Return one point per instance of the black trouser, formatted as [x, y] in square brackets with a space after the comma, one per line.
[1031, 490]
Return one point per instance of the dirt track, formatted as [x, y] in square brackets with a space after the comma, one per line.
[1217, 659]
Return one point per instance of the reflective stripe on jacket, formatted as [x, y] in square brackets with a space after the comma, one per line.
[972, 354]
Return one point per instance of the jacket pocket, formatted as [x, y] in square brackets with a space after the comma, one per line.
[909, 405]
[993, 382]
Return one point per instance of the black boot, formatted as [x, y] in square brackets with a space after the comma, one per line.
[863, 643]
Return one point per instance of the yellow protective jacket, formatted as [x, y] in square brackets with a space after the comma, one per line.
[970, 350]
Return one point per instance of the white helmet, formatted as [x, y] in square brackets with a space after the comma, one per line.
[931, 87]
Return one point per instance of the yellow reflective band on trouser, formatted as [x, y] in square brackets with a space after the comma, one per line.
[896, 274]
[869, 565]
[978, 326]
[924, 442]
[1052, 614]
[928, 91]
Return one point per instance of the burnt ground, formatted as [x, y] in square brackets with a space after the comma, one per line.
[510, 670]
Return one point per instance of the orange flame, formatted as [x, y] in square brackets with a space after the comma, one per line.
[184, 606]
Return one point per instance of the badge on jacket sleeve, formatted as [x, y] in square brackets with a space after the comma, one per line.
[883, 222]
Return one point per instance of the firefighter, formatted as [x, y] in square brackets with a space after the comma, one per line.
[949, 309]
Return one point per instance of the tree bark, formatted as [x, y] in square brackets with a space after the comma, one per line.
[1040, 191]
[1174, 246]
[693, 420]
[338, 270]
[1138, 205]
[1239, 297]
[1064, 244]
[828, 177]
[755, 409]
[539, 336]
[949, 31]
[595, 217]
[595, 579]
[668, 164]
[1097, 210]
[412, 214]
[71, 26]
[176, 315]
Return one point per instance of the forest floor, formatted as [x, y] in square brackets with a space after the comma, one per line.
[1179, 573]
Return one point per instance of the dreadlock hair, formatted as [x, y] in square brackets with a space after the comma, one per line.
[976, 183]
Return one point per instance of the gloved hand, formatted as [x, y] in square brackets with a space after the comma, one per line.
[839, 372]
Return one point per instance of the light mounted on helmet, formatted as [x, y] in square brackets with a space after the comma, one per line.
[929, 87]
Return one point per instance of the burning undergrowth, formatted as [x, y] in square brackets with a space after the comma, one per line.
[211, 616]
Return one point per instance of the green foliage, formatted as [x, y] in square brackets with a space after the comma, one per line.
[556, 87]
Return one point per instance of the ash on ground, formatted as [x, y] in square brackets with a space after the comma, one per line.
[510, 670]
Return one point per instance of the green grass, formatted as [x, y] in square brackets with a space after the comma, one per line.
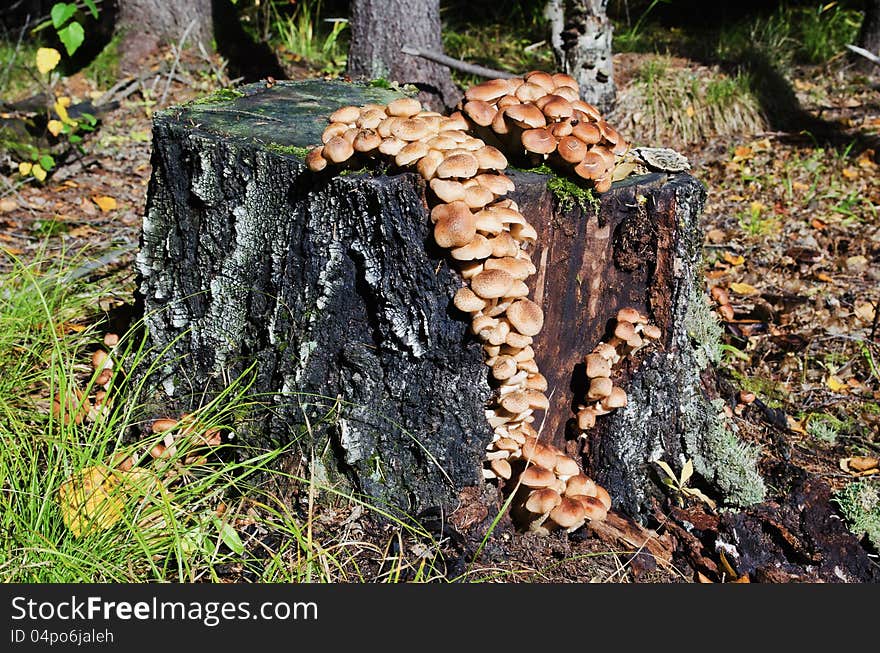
[172, 528]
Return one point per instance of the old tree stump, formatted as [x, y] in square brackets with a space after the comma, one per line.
[332, 288]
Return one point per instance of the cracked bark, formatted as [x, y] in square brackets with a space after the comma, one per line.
[333, 286]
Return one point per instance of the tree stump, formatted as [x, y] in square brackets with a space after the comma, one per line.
[333, 286]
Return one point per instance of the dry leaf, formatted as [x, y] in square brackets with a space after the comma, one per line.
[104, 202]
[743, 289]
[47, 59]
[733, 259]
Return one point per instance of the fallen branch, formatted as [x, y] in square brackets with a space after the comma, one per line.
[873, 58]
[455, 64]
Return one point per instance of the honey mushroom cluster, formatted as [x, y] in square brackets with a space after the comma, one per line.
[631, 330]
[539, 116]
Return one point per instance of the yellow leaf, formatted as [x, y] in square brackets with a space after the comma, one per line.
[86, 501]
[743, 289]
[104, 202]
[733, 259]
[61, 105]
[835, 383]
[47, 59]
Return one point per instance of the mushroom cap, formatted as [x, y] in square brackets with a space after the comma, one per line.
[458, 165]
[338, 150]
[588, 132]
[568, 514]
[542, 79]
[518, 268]
[315, 159]
[482, 113]
[501, 468]
[404, 107]
[410, 153]
[600, 387]
[490, 158]
[593, 508]
[467, 301]
[542, 500]
[391, 146]
[478, 248]
[411, 129]
[526, 317]
[597, 365]
[539, 141]
[348, 115]
[586, 418]
[630, 314]
[527, 116]
[491, 284]
[456, 229]
[557, 108]
[504, 367]
[537, 477]
[615, 399]
[366, 140]
[580, 484]
[572, 149]
[489, 90]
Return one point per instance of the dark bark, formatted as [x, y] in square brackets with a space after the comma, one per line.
[333, 285]
[379, 28]
[146, 24]
[869, 34]
[581, 33]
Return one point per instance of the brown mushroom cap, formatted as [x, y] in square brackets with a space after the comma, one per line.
[572, 149]
[347, 115]
[615, 399]
[568, 514]
[337, 150]
[526, 317]
[458, 165]
[457, 228]
[542, 500]
[527, 116]
[315, 159]
[404, 107]
[537, 477]
[491, 284]
[600, 387]
[467, 301]
[489, 90]
[597, 365]
[366, 140]
[539, 141]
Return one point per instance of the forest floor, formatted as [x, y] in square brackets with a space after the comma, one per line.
[792, 263]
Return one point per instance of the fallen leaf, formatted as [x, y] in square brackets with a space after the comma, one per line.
[733, 259]
[743, 289]
[836, 384]
[866, 312]
[47, 59]
[104, 202]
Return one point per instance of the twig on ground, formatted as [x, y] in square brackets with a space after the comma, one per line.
[455, 64]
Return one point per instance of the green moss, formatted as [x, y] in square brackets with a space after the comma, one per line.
[704, 330]
[294, 150]
[220, 95]
[860, 505]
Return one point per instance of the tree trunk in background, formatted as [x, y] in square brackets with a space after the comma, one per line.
[379, 28]
[869, 35]
[146, 24]
[580, 33]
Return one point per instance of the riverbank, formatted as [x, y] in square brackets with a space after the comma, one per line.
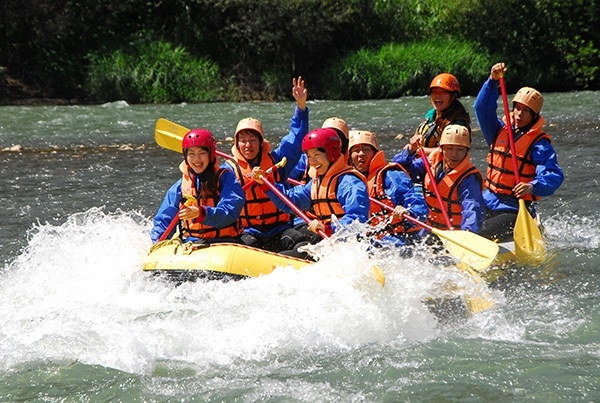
[14, 92]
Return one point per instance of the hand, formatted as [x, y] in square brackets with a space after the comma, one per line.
[498, 71]
[257, 175]
[416, 142]
[299, 92]
[521, 189]
[316, 226]
[399, 211]
[191, 212]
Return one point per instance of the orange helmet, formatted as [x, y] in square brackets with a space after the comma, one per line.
[447, 82]
[457, 135]
[531, 98]
[362, 137]
[250, 124]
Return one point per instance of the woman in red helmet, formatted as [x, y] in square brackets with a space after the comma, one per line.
[444, 92]
[207, 199]
[335, 189]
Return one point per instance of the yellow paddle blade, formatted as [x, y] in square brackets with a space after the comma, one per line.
[169, 134]
[476, 251]
[378, 275]
[529, 244]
- - -
_What you have to do_:
Exact duplication of all the records is required; pictures are omitted from the copy.

_Exercise result_:
Return one point per instance of the black trouser, formatted as [x, y] in square brackets with a space after the comma, one per line.
[1031, 490]
Return one point per instance of the dirt track, formatted as [x, y] in square brackets with a space after the comma, one per line.
[1217, 659]
Return one point per instance of the reflective stripe on jacket, formatted as [x, y] in square brackets with a space after the comma, one per line.
[972, 354]
Return one point per instance of the jacket pocket, formatted as [x, y] in square brackets with a space after the comma, one per line.
[909, 405]
[993, 382]
Return one point per instance of the black boot, formatted as [x, y] in square brackets with a space after the comma, one per line.
[863, 643]
Return one point per instance of the yellow protective jacket, formatted as [x, y] in square brackets with a space after the comma, one per line.
[970, 350]
Return one point per instance of the white helmet, formatted as [x, y] in square brackets with a space after the comma, one per line.
[931, 87]
Return one point per instance of the yellow reflective band on trouser, formatted as [x, y] in square brackets with a space after the comma, one per line.
[896, 274]
[869, 565]
[978, 326]
[924, 442]
[1052, 614]
[928, 91]
Return one point per instance of the burnt ground, formatted as [x, y] in square brackets with a space after the comma, one per line.
[510, 670]
Return one point per instance of the orange flame, formatted as [x, y] in square brackets with a space after the comma, one per line.
[184, 606]
Return one point per instance of the badge on jacket sleeve, formatted as [x, y] in square brackets with a space after the comma, one per line.
[883, 222]
Return one point per instance of the firefighter, formatted as [x, y] in square brackets with a space after the comma, one per line.
[949, 309]
Return one point per instance of the tree bark, formatted as [x, y] in square brackets with a space after the comma, one per line.
[1040, 191]
[1174, 246]
[693, 420]
[338, 270]
[1138, 205]
[1239, 297]
[1064, 244]
[828, 177]
[755, 409]
[539, 336]
[949, 31]
[595, 217]
[595, 579]
[668, 164]
[1097, 210]
[412, 214]
[71, 26]
[176, 315]
Return one point per instance of the forest floor, formatted as [x, y] in square brackets with a space after the comma, one per line.
[1179, 573]
Return one point per instance of the dreadlock hair, formatted as [x, y] in square brackets with a space after the comma, one per line.
[976, 183]
Return one point per instance of the gloved hand, formatted as [x, y] in square brackets with a space after the comma, one per line.
[839, 372]
Return one point per instance of the light mounted on helmet, formatted as [x, y] in square brackets with a space after the comma, one per line.
[929, 87]
Return one point per instance of the burning undergrowth, formatted as [x, y] in square brackets with a space after the comma, one per line.
[211, 616]
Return one point per instance of the green foliage, formatted as [x, y] in square brackets with a space after the comma, one per line.
[556, 87]
Return one point per instance of the ash on ground, formatted as [x, y] in square brackets with a space after the comma, one per line.
[510, 670]
Return one point per instance of the green grass, formatted as [x, y] in square brackets with a space after the comma, one per line.
[172, 528]
Return one point per instance of the old tree stump, formatted as [x, y] in square brackets with a space after the comma, one per line.
[332, 288]
Return one point per instance of the cracked bark, formatted as [x, y] in square brackets with a space after the comma, one per line.
[333, 286]
Return one point per instance of the tree stump, formatted as [x, y] in square brackets with a space after the comma, one per line.
[333, 286]
Return one point per instance of the dry leaf, formatted as [x, y] in square brackets with a space after the comma, one per line.
[104, 202]
[743, 289]
[47, 59]
[733, 259]
Return one point per instance of the fallen branch, formatted as [x, y] in square brackets with a space after the comma, one per line.
[873, 58]
[455, 64]
Return one point per instance of the honey mushroom cluster, formatted as [x, y] in square brackets with a space after the comma, one per line.
[631, 330]
[539, 116]
Return one point per instance of the yellow leaf, formatted as [x, y] in square brackets with a space after the comma, one per line.
[86, 501]
[743, 289]
[104, 202]
[733, 259]
[61, 105]
[835, 383]
[47, 59]
Return one point per instance of the mushroom cap, formatted as [x, y] in square brackets with a space after the comma, one per line.
[458, 165]
[338, 150]
[588, 132]
[568, 514]
[542, 79]
[518, 268]
[315, 159]
[482, 113]
[501, 468]
[404, 107]
[410, 153]
[600, 387]
[490, 158]
[593, 508]
[467, 301]
[542, 500]
[391, 146]
[478, 248]
[411, 129]
[526, 317]
[597, 365]
[539, 141]
[348, 115]
[586, 418]
[630, 314]
[527, 116]
[491, 284]
[456, 229]
[557, 108]
[504, 367]
[537, 477]
[615, 399]
[366, 140]
[580, 484]
[572, 149]
[489, 90]
Return one point per instance of the dark bark, formatted as [x, y] in square brackets with a space after the comma, one per line.
[333, 285]
[379, 28]
[146, 24]
[869, 34]
[581, 33]
Return one point per instance of the brown mushroom cap, formatted as [x, y] in square brackets with a space after the comma, one per line.
[572, 149]
[347, 115]
[615, 399]
[568, 514]
[337, 150]
[526, 317]
[458, 165]
[457, 228]
[542, 500]
[527, 116]
[315, 159]
[404, 107]
[537, 477]
[491, 284]
[600, 387]
[467, 301]
[489, 90]
[597, 365]
[366, 140]
[539, 141]
Return one point per instance of the forest floor, formatted as [x, y] in square brackets with a space after the comma, one per line.
[792, 263]
Return one point per instance of the fallen leaf, formatted as [x, y] in square brackets with a space after the comma, one per line.
[733, 259]
[743, 289]
[836, 384]
[866, 312]
[47, 59]
[104, 202]
Return one point per instance of the twig on ground, formatted as [x, y] in square brackets with a space after the comma, one per line.
[455, 64]
Return one point per instance of the green moss, formatted as [x, y] in square brackets with a space after the comma, one per line.
[704, 330]
[294, 150]
[220, 95]
[860, 505]
Return one point per instance of the tree trunk in background, formatted as [x, y] in square brackets with a space after the comma, one per line.
[379, 28]
[869, 35]
[146, 24]
[580, 33]
Return one point per instance of the riverbank, formatted as [x, y] in square brackets with a space after the comma, one per line.
[14, 92]
Return one point per instance of the hand, formatted as [x, y] in square brackets with a space after the comma, one per line.
[498, 71]
[257, 175]
[416, 142]
[299, 92]
[521, 189]
[316, 226]
[399, 211]
[191, 212]
Return one point per instance of the orange helmet, formatted as [x, y] in square brackets with a space after the comma, one per line.
[447, 82]
[457, 135]
[531, 98]
[362, 137]
[250, 124]
Return one point per instance of the woman in red helmet, formatted as [x, y] in square brackets with a space after the comma, one per line.
[444, 92]
[207, 199]
[335, 189]
Return one point per instance of the yellow paddle blade, formatted as [x, y] in square brackets with a space after the comma, one per line.
[169, 134]
[476, 251]
[378, 275]
[529, 244]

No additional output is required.